### Exercise task:
Copy all the entries below exactly, but not the pictures.

### Labeled-object pointing entries:
%%

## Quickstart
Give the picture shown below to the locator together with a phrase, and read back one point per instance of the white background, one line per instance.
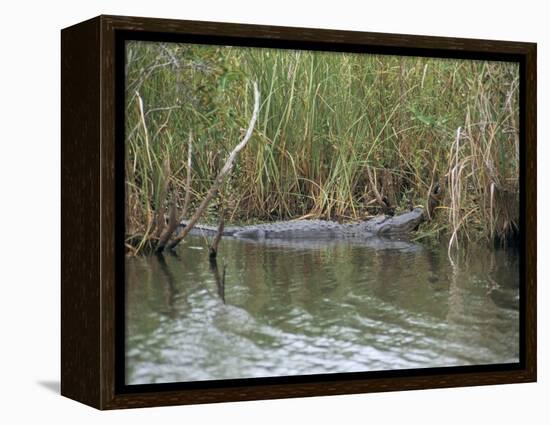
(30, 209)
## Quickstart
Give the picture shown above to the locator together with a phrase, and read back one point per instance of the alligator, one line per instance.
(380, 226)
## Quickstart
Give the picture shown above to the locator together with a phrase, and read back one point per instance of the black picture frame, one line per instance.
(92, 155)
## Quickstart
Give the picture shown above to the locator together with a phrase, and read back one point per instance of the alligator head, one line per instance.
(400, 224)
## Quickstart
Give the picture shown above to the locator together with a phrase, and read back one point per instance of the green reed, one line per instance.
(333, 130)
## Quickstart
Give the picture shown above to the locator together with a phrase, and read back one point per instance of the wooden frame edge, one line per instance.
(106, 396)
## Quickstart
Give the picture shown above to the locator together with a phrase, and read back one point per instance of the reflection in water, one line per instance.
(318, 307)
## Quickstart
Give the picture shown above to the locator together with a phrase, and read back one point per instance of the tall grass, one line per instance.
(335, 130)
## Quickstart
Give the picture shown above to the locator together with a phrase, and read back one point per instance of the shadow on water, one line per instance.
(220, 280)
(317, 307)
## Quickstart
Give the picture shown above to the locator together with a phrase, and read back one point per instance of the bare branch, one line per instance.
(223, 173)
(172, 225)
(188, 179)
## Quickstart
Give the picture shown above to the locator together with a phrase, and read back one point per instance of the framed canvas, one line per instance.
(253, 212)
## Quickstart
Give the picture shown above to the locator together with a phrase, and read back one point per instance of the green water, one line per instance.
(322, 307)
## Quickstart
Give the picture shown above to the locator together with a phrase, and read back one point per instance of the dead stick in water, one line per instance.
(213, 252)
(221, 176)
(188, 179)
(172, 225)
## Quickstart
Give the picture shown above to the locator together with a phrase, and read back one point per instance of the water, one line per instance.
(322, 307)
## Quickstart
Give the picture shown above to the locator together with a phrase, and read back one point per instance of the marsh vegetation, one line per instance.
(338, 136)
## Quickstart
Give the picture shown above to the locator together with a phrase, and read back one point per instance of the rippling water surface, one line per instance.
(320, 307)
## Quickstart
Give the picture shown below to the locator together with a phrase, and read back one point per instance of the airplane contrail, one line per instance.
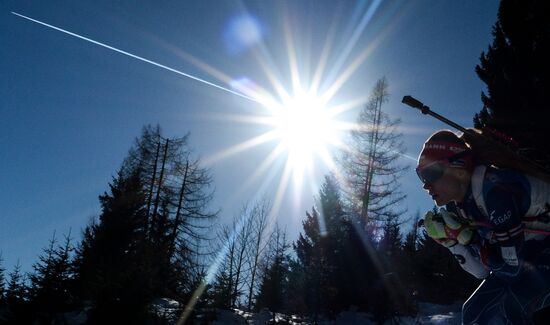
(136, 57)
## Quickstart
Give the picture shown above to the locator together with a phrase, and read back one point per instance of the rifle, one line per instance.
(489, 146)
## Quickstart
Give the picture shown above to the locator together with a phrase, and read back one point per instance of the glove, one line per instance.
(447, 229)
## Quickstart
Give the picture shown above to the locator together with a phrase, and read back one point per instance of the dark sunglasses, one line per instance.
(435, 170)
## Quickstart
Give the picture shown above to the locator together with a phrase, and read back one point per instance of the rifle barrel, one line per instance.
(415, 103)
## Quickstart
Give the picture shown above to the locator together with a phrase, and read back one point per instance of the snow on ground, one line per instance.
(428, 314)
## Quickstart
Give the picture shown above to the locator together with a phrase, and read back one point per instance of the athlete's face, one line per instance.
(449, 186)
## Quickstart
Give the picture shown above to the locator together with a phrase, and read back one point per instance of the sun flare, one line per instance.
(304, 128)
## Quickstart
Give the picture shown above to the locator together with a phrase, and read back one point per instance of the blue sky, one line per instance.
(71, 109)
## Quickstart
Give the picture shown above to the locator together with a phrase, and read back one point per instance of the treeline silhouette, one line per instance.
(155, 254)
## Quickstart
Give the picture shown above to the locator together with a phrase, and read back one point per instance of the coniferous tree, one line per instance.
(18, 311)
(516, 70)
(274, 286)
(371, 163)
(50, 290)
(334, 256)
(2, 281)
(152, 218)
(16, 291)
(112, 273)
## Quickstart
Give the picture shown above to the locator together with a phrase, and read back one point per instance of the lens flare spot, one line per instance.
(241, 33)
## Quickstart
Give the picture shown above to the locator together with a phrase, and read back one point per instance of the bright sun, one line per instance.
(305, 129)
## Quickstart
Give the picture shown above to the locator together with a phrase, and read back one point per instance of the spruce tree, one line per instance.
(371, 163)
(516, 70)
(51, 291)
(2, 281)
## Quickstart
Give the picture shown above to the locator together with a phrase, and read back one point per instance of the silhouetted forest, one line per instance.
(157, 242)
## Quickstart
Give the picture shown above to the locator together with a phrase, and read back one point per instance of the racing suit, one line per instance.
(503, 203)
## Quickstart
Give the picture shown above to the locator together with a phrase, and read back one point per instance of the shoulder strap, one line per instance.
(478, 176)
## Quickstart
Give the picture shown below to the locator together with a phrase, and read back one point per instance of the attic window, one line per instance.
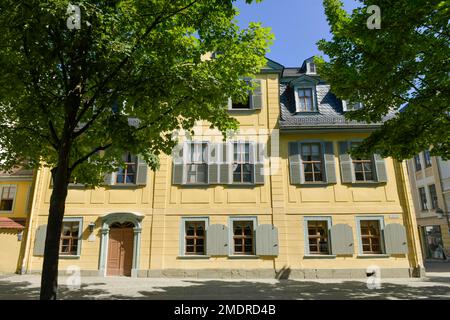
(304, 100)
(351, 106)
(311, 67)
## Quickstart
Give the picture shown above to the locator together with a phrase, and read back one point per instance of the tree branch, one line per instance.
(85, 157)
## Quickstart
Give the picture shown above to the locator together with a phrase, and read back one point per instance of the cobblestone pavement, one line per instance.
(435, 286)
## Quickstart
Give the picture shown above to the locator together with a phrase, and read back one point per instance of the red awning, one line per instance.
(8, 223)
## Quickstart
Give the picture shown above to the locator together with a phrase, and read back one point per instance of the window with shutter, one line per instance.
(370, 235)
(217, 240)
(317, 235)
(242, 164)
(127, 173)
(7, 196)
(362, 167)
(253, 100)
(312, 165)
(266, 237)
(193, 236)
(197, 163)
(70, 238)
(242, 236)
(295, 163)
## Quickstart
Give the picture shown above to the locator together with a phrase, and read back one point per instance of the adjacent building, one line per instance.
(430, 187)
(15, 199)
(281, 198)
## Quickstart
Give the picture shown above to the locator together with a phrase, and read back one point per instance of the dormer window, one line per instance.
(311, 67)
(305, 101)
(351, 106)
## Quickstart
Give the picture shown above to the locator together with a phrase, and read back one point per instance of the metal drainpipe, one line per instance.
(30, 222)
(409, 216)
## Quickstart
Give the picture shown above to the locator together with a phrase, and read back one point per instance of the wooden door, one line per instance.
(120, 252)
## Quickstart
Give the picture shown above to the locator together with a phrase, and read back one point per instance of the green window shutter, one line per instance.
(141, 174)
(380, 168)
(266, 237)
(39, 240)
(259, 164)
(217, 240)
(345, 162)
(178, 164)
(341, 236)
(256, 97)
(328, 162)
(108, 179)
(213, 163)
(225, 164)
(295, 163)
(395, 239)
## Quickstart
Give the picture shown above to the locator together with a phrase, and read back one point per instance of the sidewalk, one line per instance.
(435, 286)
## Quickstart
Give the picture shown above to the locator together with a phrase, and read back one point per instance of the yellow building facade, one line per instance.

%%

### Exercise output:
## Quickstart
Give the picture shown below to the locator together with a phrase, and read back one point per instance of the white background, one line per instance.
(30, 209)
## Quickstart
Give the picture shown above to the locator together with a phrase, and read back one point per instance of the alligator, one line per instance.
(380, 226)
## Quickstart
Give the picture shown above to the locator together with a phrase, and read back one point per instance of the black picture frame, one line per instance.
(92, 155)
## Quickstart
Give the picture shown above to the locator together with a phrase, and read back one point per instance of the alligator head, one line per instance.
(400, 224)
## Quickstart
Give the picture shown above to the locator together with a phrase, and read back one point per instance of the green reed, one line per instance.
(333, 130)
## Quickstart
Give the picture shown above to the locator together with a phrase, and read back one point per instance of the wooden frame edge, one line per instance.
(106, 396)
## Quickstart
Give the picture shown above to the locator together with a phrase, and read back one point per instance of the reflection in water, one line per instance.
(318, 307)
## Quickstart
Give the picture shown above to the locator together with a phrase, and read back one point per instance of the tall grass, one line per instance.
(335, 130)
## Quickstart
Give the picture shown above to the locator together with a phrase, and read back one point per instance of the shadow on water, one line per instance.
(220, 280)
(317, 307)
## Quickstart
Give the picture shown above to the locator together with a phrase, and read back one point per instance of the bare branch, one line per instance.
(223, 173)
(172, 225)
(188, 179)
## Quickstart
Give the picture shown above to the locator together with a phrase, and read back one point per instance of the framed canvas, one line per instance.
(253, 212)
## Quickstart
Give the picture shown above to the locator together with a phrase, and read back one point per instance of the green water, one line per instance.
(322, 307)
## Quickstart
Give the picture shown above to the locator together with a phrase, and read back one point per instance of the dead stick in water, one line per instance.
(213, 252)
(221, 176)
(188, 179)
(172, 225)
## Quickstart
Give the picture shown above to the locator together with a phrase, and read back one point per instance of the water, one line per instance.
(322, 307)
## Quickstart
Give the picture shown above to the locator together with a phrase, and read back one point per instance of the marsh vegetation, one line per instance.
(338, 136)
## Quickstart
Give the picture shown above to the locator together with a phrase, and read back one point per instance of the rippling water surface, one line per instance.
(320, 307)
## Quickstart
Give the picture shown below to the locator together with a phrase, and read back one point per instance of the airplane contrail, one line per instance.
(136, 57)
## Quickstart
Give the picture shown above to the locator together with a phrase, and read back one point per instance of the rifle, one line per instance.
(489, 146)
## Quickstart
Give the picture shown above to the locator together with a phrase, and read back one point per instance of the glove, one line per instance.
(447, 229)
## Quickstart
Give the picture shown above to the locator together with a phrase, and read back one point per instance of the dark sunglasses, one line per instance.
(435, 170)
## Quickstart
Give the picture shown above to the locator together with a phrase, and read back one point per instance of the rifle barrel, one line per instance.
(415, 103)
## Quickstart
Give the picture shown above to the locator together with a phrase, and read back one point per instance of the snow on ground, one line per instance.
(428, 314)
## Quickstart
Give the picture shown above to the locator together with a phrase, and read back one point per instance of the athlete's face, one line per instance.
(449, 186)
## Quickstart
Give the picture shown above to the locator together with a phrase, and read back one point per instance of the sun flare, one line per instance.
(304, 128)
## Quickstart
Give the picture shown above to the locator together with a phrase, and read back one point per instance of the blue sky, one line per instance.
(71, 109)
## Quickstart
Give the picture shown above to the locator together with a phrase, and read back one point per instance of the treeline silhouette, one line per instance.
(155, 254)
## Quickstart
Give the picture shown above to the locator together with a phrase, and read back one point per instance of the coniferous tree, one line per instance.
(18, 311)
(516, 70)
(274, 286)
(371, 163)
(50, 290)
(334, 256)
(2, 281)
(152, 218)
(16, 291)
(112, 273)
## Quickstart
Give the picture shown above to the locator together with a phrase, and read back one point per instance of the lens flare spot, one line per instance.
(241, 33)
## Quickstart
Give the picture shown above to the locator together with a phrase, and read back one point per instance of the bright sun, one line per instance.
(305, 129)
## Quickstart
Give the picture shown above to the locator together with a phrase, and read back one point per instance of the spruce tree, one line per instance.
(371, 163)
(516, 70)
(51, 291)
(2, 281)
## Quickstart
Give the picture shown above to the locator together with a phrase, and read back one point per instance of the silhouetted forest, one line per instance.
(157, 242)
## Quickstart
Give the picture shown above to the locator together with a phrase, and read back one point per instance of the racing suit, one line per instance.
(503, 203)
## Quickstart
Give the picture shown above to the locator together with a phrase, and read back one point per instance of the shoulder strap, one line per instance.
(478, 176)
## Quickstart
Give the picture shown below to the locator together with a phrase, and read back one point per instance of the attic window, one line per instance.
(304, 100)
(351, 106)
(311, 67)
## Quickstart
Give the picture shown above to the locator together with a phrase, and read back one point per instance of the tree branch, one line per instance.
(85, 157)
## Quickstart
Give the picture shown above to the locator together with a phrase, and read back one point per instance of the cobblestone pavement, one line per instance.
(435, 286)
## Quickstart
Give the picture shown above to the locator together with a phrase, and read back one point per instance of the red awning, one line per instance.
(8, 223)
## Quickstart
Give the picture shown above to the locator together with a phrase, and read back one point per instance of the window with shutter, one line per instance.
(370, 235)
(217, 240)
(317, 235)
(242, 164)
(127, 173)
(7, 196)
(362, 167)
(253, 100)
(312, 165)
(266, 237)
(193, 236)
(197, 163)
(70, 238)
(242, 236)
(295, 163)
## Quickstart
Give the picture shown above to the locator together with a phrase, and read back one point per instance of the adjacent building, one line per instance.
(430, 187)
(15, 199)
(281, 198)
## Quickstart
Give the picture shown above to the locator together with a phrase, and read back one point per instance of the dormer window, one line per instance.
(311, 67)
(305, 101)
(351, 106)
## Quickstart
Give the picture shown above to the locator together with a phrase, and read back one point per instance of the metal drainpipe, one line per instance.
(30, 222)
(409, 216)
## Quickstart
Give the picture shown above to the locator together with a phrase, and read back one point per instance of the wooden door, one line per instance.
(120, 252)
## Quickstart
Give the picture shown above to the locator together with a phrase, and read back one point per instance of the green window shutter, one line per instance.
(141, 174)
(380, 168)
(266, 237)
(39, 240)
(259, 164)
(217, 240)
(345, 162)
(178, 164)
(341, 236)
(256, 97)
(328, 162)
(108, 179)
(213, 163)
(225, 164)
(295, 163)
(395, 239)
## Quickstart
Give the picture shown above to the locator together with a phrase, and read back one point per instance of the sidewalk, one line per instance.
(435, 286)
## Quickstart
Give the picture shown above to the locator together with a phrase, and read back one point per instance of the yellow building facade, one line per instance.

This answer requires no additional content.